> _WHAT YOU ARE ASKED TO DO_
Beginning with the line that contains "For each instance of the sunflower leaf, the", transcribe the rest of the listing below exactly, including its last line, and exclude any pictures.

> _RECORDS SUPPLIED_
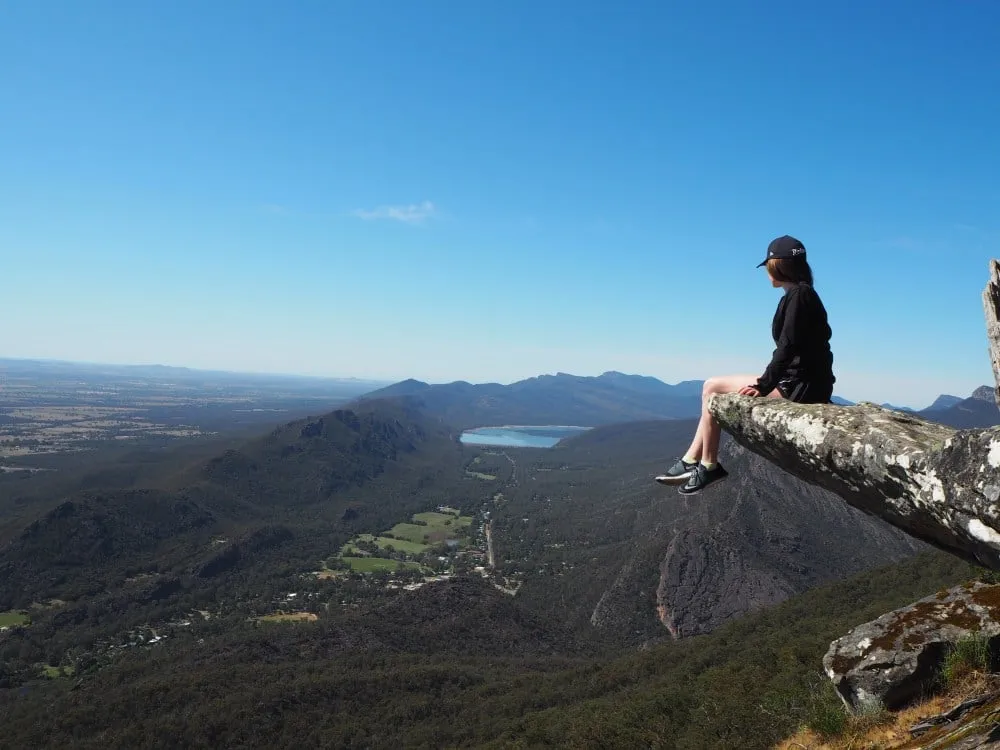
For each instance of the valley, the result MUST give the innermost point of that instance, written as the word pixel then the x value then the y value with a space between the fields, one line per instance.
pixel 531 592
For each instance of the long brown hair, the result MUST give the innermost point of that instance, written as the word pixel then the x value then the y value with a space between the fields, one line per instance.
pixel 790 270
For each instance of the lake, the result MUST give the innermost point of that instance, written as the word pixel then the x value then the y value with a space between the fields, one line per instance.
pixel 520 436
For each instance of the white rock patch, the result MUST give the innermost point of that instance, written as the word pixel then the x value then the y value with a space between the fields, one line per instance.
pixel 984 533
pixel 993 457
pixel 811 430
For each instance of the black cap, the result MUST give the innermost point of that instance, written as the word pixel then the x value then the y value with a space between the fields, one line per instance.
pixel 784 247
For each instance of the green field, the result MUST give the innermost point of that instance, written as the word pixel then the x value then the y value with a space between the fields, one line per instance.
pixel 446 520
pixel 401 545
pixel 376 564
pixel 289 617
pixel 428 529
pixel 7 619
pixel 480 475
pixel 54 673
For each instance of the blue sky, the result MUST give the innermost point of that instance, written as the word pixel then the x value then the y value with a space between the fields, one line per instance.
pixel 494 190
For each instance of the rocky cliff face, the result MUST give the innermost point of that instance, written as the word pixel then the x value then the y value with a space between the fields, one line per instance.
pixel 935 483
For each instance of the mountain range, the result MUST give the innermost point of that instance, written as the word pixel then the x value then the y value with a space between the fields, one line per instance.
pixel 614 397
pixel 559 399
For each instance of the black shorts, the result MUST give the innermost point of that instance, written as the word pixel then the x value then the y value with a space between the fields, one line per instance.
pixel 805 392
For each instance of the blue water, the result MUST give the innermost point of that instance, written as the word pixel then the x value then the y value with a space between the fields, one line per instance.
pixel 520 436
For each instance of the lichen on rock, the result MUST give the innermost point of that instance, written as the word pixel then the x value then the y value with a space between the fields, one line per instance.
pixel 936 483
pixel 895 657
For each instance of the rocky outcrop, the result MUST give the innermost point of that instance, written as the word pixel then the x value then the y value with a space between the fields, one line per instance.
pixel 896 657
pixel 935 483
pixel 991 308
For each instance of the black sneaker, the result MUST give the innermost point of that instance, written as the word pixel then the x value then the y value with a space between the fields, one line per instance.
pixel 678 473
pixel 701 478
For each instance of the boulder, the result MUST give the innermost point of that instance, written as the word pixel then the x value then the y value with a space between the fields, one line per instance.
pixel 898 656
pixel 936 483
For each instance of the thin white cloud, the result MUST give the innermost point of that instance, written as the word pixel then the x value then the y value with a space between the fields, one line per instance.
pixel 415 213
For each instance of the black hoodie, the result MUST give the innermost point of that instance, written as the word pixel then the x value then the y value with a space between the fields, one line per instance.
pixel 802 336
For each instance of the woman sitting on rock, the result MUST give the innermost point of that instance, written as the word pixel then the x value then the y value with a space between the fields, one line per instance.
pixel 801 368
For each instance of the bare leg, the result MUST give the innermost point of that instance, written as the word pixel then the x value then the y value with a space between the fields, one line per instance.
pixel 709 432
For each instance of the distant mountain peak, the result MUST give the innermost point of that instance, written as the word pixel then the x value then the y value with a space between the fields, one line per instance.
pixel 983 393
pixel 944 401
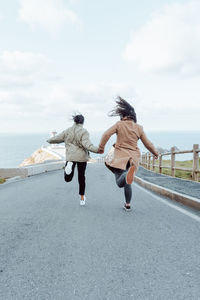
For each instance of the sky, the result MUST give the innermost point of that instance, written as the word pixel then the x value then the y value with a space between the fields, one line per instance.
pixel 60 57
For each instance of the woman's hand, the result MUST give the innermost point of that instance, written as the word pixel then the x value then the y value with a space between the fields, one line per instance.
pixel 156 155
pixel 100 151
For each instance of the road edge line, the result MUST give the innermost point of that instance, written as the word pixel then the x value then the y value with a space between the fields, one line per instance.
pixel 175 196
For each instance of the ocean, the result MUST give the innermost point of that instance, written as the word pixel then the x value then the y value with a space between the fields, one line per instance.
pixel 14 148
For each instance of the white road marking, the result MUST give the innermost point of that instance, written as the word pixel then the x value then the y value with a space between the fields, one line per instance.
pixel 166 202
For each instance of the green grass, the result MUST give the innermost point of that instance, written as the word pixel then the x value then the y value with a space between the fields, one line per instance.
pixel 178 173
pixel 2 180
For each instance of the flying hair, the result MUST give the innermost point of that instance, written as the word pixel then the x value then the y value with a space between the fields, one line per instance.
pixel 123 109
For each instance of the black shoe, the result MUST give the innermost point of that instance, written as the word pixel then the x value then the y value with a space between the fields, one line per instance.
pixel 126 208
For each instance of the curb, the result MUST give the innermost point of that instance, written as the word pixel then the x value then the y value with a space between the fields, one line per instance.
pixel 175 196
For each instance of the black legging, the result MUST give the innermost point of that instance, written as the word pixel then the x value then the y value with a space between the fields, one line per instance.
pixel 81 175
pixel 120 176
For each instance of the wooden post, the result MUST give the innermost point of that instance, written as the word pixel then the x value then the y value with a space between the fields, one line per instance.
pixel 160 163
pixel 153 167
pixel 145 160
pixel 195 162
pixel 149 161
pixel 173 161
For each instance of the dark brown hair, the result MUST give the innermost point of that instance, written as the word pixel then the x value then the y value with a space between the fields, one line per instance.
pixel 123 109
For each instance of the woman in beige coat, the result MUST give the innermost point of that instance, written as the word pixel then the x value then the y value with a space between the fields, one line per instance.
pixel 78 145
pixel 126 156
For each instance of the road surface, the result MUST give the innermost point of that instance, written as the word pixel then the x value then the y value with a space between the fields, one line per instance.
pixel 51 248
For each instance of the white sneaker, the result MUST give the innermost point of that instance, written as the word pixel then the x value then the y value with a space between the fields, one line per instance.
pixel 68 168
pixel 82 202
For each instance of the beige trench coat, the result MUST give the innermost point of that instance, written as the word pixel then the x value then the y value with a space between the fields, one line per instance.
pixel 126 149
pixel 77 143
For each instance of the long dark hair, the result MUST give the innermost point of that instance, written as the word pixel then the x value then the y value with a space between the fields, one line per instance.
pixel 123 109
pixel 78 118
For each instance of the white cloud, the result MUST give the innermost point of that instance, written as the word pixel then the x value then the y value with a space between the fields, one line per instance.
pixel 23 62
pixel 23 68
pixel 49 14
pixel 169 41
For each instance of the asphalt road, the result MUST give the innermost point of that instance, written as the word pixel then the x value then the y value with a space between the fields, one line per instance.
pixel 51 248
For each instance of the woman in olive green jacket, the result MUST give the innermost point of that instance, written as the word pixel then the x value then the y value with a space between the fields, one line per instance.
pixel 78 145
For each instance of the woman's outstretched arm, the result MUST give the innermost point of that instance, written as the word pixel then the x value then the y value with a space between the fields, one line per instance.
pixel 57 139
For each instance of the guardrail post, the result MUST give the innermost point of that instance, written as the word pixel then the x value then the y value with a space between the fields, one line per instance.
pixel 173 161
pixel 160 163
pixel 145 160
pixel 153 163
pixel 149 161
pixel 195 162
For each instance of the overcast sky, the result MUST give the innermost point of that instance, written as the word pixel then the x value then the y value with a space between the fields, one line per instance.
pixel 58 57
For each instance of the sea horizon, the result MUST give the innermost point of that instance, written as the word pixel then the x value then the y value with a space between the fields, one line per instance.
pixel 15 147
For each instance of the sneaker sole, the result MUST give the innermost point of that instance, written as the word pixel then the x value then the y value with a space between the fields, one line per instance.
pixel 68 168
pixel 130 175
pixel 127 209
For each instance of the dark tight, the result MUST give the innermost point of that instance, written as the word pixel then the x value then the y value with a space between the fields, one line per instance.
pixel 120 176
pixel 81 175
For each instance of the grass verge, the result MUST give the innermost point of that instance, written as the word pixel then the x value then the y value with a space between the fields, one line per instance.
pixel 178 173
pixel 2 180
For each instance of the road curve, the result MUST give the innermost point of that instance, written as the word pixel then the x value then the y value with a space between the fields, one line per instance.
pixel 51 248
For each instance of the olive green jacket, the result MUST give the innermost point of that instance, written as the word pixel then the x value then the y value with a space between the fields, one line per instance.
pixel 77 143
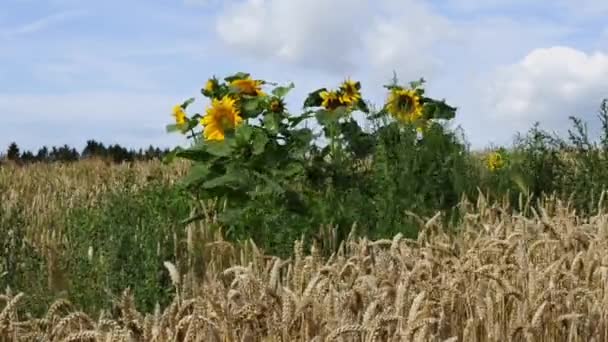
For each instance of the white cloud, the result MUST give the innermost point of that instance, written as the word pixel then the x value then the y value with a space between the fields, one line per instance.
pixel 548 85
pixel 304 32
pixel 41 24
pixel 131 119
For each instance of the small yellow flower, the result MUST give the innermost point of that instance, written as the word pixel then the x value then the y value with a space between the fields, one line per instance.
pixel 349 93
pixel 277 105
pixel 220 116
pixel 179 114
pixel 495 161
pixel 248 86
pixel 331 100
pixel 404 105
pixel 210 85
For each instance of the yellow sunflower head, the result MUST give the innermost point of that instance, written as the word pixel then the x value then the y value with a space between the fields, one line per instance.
pixel 220 116
pixel 248 86
pixel 210 85
pixel 495 161
pixel 179 114
pixel 331 99
pixel 277 105
pixel 404 105
pixel 349 92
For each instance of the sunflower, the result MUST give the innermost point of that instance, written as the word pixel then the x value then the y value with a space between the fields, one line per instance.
pixel 495 161
pixel 222 115
pixel 277 105
pixel 179 114
pixel 331 99
pixel 404 105
pixel 349 92
pixel 210 85
pixel 248 86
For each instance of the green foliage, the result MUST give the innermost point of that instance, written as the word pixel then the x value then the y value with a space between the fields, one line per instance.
pixel 120 243
pixel 279 180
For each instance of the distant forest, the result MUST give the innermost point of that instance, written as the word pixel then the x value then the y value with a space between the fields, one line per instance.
pixel 93 149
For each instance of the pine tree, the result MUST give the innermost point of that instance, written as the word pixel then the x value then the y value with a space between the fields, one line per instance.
pixel 13 152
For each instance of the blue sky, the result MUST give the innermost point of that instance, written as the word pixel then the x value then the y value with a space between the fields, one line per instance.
pixel 111 70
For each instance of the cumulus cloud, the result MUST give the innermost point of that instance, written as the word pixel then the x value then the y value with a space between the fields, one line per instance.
pixel 131 119
pixel 305 32
pixel 41 24
pixel 548 85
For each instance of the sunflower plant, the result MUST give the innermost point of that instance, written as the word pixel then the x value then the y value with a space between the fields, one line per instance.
pixel 245 145
pixel 248 150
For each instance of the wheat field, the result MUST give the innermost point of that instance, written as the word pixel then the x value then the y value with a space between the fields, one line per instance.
pixel 499 277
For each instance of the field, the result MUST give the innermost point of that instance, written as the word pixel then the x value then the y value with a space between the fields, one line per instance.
pixel 103 239
pixel 258 232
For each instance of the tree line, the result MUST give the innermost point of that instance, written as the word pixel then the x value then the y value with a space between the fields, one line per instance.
pixel 93 149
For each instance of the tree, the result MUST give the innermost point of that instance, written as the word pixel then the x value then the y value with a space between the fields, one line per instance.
pixel 94 149
pixel 28 157
pixel 13 152
pixel 43 154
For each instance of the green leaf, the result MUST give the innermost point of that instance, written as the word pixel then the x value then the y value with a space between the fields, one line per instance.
pixel 259 142
pixel 237 76
pixel 188 102
pixel 218 148
pixel 296 120
pixel 362 106
pixel 418 83
pixel 173 128
pixel 293 169
pixel 314 99
pixel 243 134
pixel 231 179
pixel 282 91
pixel 230 216
pixel 269 187
pixel 251 105
pixel 434 109
pixel 325 117
pixel 170 157
pixel 271 122
pixel 197 173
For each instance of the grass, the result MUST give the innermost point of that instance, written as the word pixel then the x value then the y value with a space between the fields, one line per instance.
pixel 97 251
pixel 502 277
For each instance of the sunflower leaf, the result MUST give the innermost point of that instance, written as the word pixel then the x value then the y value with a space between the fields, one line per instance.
pixel 187 103
pixel 314 99
pixel 271 122
pixel 197 173
pixel 282 91
pixel 243 134
pixel 260 140
pixel 218 148
pixel 237 76
pixel 362 106
pixel 231 179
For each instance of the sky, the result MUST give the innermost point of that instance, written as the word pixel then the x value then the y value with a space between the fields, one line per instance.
pixel 73 70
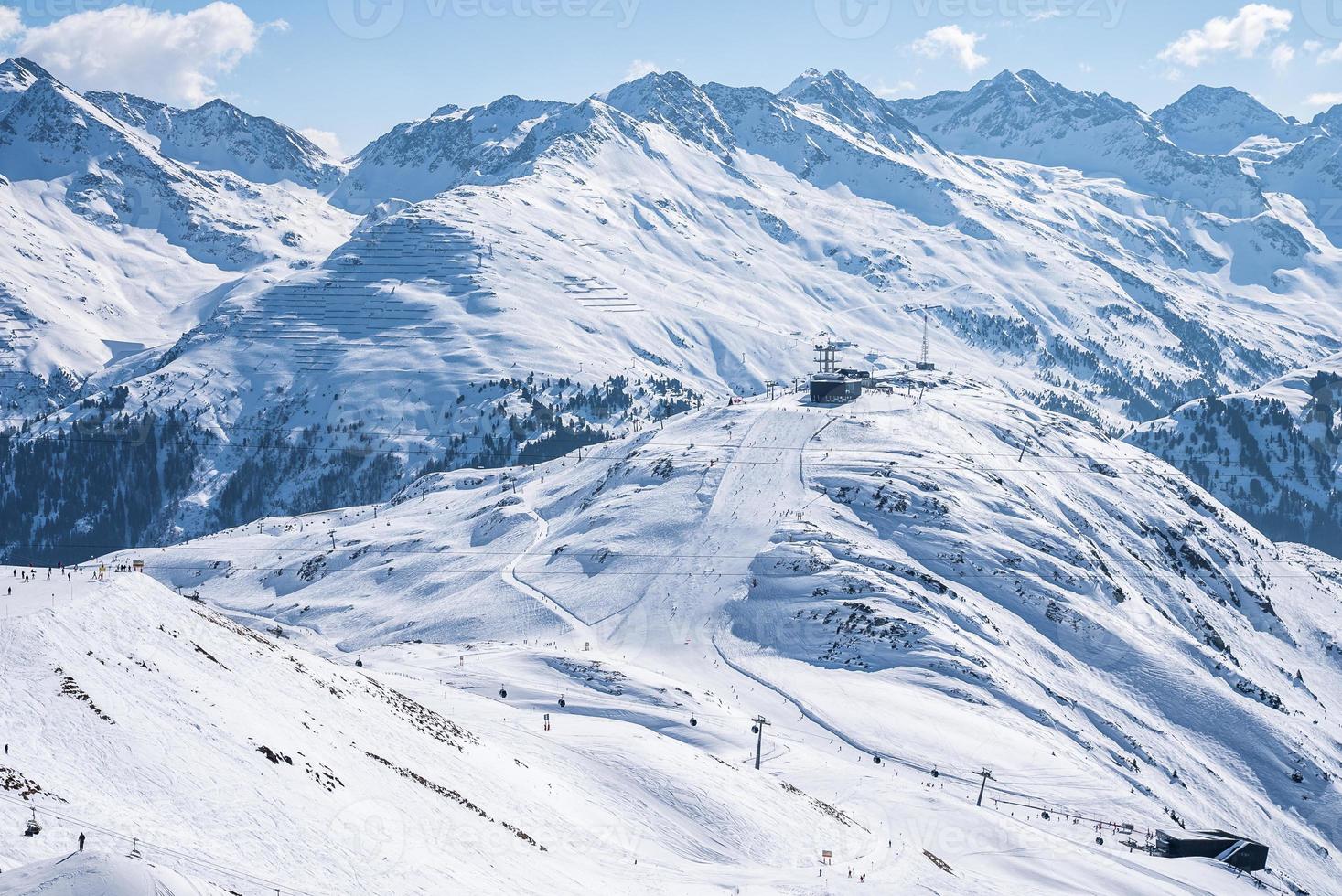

> _TASK RESULT_
For each instance of the sunflower leaf, the result MUST give the innermost point of that instance, written as the word pixel then the x value then the y value with a space between the fields, one line per instance.
pixel 187 103
pixel 314 99
pixel 271 122
pixel 197 173
pixel 282 91
pixel 243 134
pixel 260 140
pixel 218 148
pixel 237 76
pixel 362 106
pixel 231 179
For each instance of the sky, the result MUST give the innermost point of that instance, written as the word pixel then the x value then the y value with a space between the fields, one line per instance.
pixel 73 70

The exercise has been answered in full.